EXERCISE DESCRIPTION: Please give again, exactly and only, the stretch of lines from the one containing "looking at the image above, help me locate the worker" to the end of the entries below.

** DATA PROVIDED follows **

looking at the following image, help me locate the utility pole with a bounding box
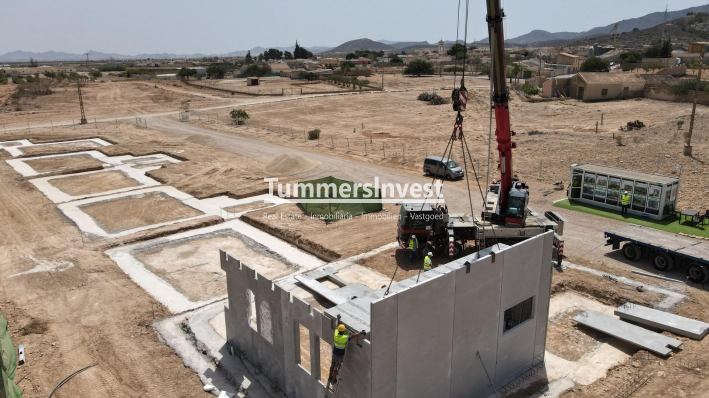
[685,49,704,156]
[78,81,88,125]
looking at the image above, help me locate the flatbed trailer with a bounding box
[605,224,709,283]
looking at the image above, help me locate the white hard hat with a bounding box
[411,234,416,239]
[428,252,433,256]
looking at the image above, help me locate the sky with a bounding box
[3,0,708,55]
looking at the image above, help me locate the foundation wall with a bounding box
[221,251,372,398]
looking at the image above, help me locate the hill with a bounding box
[499,3,709,45]
[328,39,396,53]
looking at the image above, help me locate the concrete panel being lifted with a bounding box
[615,303,709,340]
[574,310,683,356]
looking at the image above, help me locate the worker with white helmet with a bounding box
[407,234,418,265]
[423,251,433,271]
[621,190,630,216]
[328,324,364,387]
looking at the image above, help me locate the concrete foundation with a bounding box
[6,151,179,177]
[220,232,555,398]
[107,217,325,313]
[0,138,112,157]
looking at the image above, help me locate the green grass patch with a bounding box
[554,199,709,238]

** End of DATA PROVIDED **

ANSWER FOR THIS EXERCISE:
looking at the image above, help me locate the worker with white helmet with a bounding box
[407,234,418,265]
[423,251,433,271]
[621,190,630,216]
[328,324,364,387]
looking at the image above, help me locate the concrete foundation with a bounding box
[6,151,179,177]
[220,232,555,398]
[107,217,325,313]
[0,138,112,157]
looking at the image above, help me locate the green grass patch with a bounding box
[554,199,709,238]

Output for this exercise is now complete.